Your instructions – Without skipping or changing anything, print all the entries.

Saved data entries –
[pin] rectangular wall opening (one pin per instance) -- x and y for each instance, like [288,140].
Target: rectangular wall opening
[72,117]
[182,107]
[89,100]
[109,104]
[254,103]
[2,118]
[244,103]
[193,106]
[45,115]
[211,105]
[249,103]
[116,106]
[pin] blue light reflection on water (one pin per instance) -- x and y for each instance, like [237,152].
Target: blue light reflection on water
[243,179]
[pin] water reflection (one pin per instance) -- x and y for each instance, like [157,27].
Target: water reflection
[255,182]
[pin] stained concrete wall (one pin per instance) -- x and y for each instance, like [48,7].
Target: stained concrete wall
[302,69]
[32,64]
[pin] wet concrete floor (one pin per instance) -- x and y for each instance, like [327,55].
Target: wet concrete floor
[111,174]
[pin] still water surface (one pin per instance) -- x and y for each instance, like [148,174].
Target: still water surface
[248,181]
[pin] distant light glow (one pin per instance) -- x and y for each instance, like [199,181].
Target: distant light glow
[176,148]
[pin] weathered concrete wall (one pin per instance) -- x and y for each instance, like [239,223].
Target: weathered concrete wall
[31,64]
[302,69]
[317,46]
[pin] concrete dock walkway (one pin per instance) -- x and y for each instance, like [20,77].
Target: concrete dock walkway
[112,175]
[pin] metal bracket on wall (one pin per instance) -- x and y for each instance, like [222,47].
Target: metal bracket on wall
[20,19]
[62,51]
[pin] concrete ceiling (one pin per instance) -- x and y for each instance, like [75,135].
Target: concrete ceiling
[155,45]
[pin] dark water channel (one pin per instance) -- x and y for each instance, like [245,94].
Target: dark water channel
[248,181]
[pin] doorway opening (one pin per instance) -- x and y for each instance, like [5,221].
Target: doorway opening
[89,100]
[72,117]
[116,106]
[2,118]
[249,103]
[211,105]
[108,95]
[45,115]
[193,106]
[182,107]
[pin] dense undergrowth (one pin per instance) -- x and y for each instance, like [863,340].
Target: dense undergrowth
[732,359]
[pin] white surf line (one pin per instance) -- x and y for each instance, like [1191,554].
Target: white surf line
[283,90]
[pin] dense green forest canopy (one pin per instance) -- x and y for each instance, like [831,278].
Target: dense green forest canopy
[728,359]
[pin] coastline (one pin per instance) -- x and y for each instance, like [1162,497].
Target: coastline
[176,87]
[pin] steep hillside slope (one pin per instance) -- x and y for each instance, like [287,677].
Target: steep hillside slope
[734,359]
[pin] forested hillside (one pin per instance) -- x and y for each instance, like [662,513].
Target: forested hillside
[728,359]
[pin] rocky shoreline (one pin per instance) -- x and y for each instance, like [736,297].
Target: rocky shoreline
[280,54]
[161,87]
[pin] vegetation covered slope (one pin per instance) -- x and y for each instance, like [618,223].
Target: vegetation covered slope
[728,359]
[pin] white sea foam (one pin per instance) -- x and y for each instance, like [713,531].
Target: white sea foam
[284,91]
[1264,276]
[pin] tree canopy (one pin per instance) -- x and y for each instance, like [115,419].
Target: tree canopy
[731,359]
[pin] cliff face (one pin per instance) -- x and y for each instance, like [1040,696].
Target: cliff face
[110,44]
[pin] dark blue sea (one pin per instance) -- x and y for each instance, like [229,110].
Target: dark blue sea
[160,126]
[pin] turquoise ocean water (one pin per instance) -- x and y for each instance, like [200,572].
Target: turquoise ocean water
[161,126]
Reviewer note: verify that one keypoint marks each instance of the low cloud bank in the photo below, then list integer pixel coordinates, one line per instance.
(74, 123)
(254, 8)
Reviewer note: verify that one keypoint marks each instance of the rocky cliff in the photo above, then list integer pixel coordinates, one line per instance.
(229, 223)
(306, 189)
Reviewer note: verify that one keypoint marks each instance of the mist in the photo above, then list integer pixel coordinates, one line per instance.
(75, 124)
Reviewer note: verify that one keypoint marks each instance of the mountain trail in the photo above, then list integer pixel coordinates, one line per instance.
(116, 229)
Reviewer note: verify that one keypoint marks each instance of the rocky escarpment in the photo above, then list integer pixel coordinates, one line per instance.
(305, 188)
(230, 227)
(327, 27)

Your solution –
[pin] rectangular wall opening (one pin per instance) -- x and y for each instance, like [288,140].
Target: rectangular wall opening
[72,117]
[182,107]
[89,100]
[109,104]
[254,103]
[2,118]
[244,103]
[193,106]
[45,115]
[211,105]
[249,103]
[116,106]
[pin] blue light reflection on water (one pin per instance) -- x and y for each instance, like [237,152].
Target: blue light reflection on water
[243,179]
[pin] water reflection (one pin per instance) -- x and y for each instance, like [157,27].
Target: water reflection
[255,182]
[pin] stained concrete wall (one pin per instance) -- x and y for each instance, like [48,7].
Target: stained concrete wall
[302,69]
[32,64]
[pin] wet concrete floor (one pin per instance) -- x and y for each instance, like [327,55].
Target: wet concrete floor
[111,174]
[pin] still water surface (one pin per instance) -- x and y for each instance, like [148,174].
Target: still water surface
[248,181]
[pin] distant light glow (one pin per instance) -- x and y for each instance, like [199,181].
Target: distant light glow
[176,148]
[pin] weathered concrete wall (one pin per instance) -- x and y for each instance, like [239,223].
Target: weathered concrete wall
[31,64]
[302,69]
[317,46]
[pin] concrete dock walkway (one pin per instance) -- x and y for each instance, like [20,77].
Target: concrete dock walkway
[112,175]
[pin] metal bracket on wall (one pin per instance) -- x and y for each instance, like [222,47].
Target: metal bracket on wall
[20,19]
[62,51]
[pin] concrete ceiling (one pin per instance) -- x and y for each instance, like [75,135].
Target: concrete ceiling
[155,45]
[pin] dark water channel (one pin per instance) -- x and y for each instance, like [245,94].
Target: dark water channel
[248,181]
[pin] doorway opening (one pin per instance) -- x and y for each instance, like [5,221].
Target: doorway opening
[89,100]
[72,117]
[116,106]
[2,118]
[249,103]
[211,105]
[108,95]
[45,115]
[193,106]
[182,107]
[pin] dense undergrowth (one pin per instance) -- x and y for each instance, like [863,340].
Target: dense undergrowth
[732,359]
[pin] white surf line (one pin per instance) -- x and y for each instance, like [1191,554].
Target: white surf line
[283,90]
[pin] dense green forest canopy (one pin per instance) -- x and y for each instance, like [831,278].
Target: dense green forest canopy
[728,359]
[pin] coastline (one pin per instance) -- x and y for each instance, like [1162,497].
Target: coastline
[176,87]
[pin] steep hillside slope (one pin per instance) -- x and y for each instance, like [287,677].
Target: steep hillside slope
[734,359]
[pin] forested hillside (one pin per instance) -- x and y for each instance, like [662,513].
Target: forested hillside
[728,359]
[pin] rocky shoreline (one pin per instance) -- x and y for each instance, like [736,297].
Target: rocky shoreline
[280,54]
[161,87]
[pin] vegetation covered slope (one pin per instance) -- x and y for each instance, like [618,223].
Target: vegetation covered slope
[728,359]
[pin] white sea foam (one pin per instance) -- x and y for each instance, like [713,531].
Target: white sea foam
[284,91]
[1264,276]
[pin] tree canopy (one pin per instance) -- x and y for each instance, like [115,419].
Target: tree canopy
[731,359]
[pin] cliff face (one pin per instance) -- x and y for each instance, like [1040,696].
Target: cliff face
[110,44]
[pin] dark blue sea (one pin per instance) -- x and y for each instance, like [229,110].
Target: dark blue sea
[160,126]
[pin] turquoise ocean water (one pin per instance) -- x and y for each instance, like [200,572].
Target: turquoise ocean water
[161,126]
Reviewer note: verify that one keypoint marks each instance of the low cloud bank in the photo below, then list integer pixel coordinates, one line per instance.
(74, 123)
(254, 8)
Reviewer note: verify that one keypoint marks each instance of the rocky cliff in the photo above, then list integer pixel coordinates, one line per instance.
(229, 223)
(306, 189)
Reviewer note: verify that one keypoint marks each instance of the mist in the photo above, then list integer pixel coordinates, one line per instance.
(75, 124)
Reviewer note: verify that one keypoint marks each instance of the mountain trail in the photo above, then list integer pixel coordinates, one line per instance.
(116, 229)
Reviewer note: verify that one keypoint marks each instance of the rocky escarpment in the photo above, then list integer pixel coordinates, one line per instance.
(305, 188)
(230, 227)
(327, 27)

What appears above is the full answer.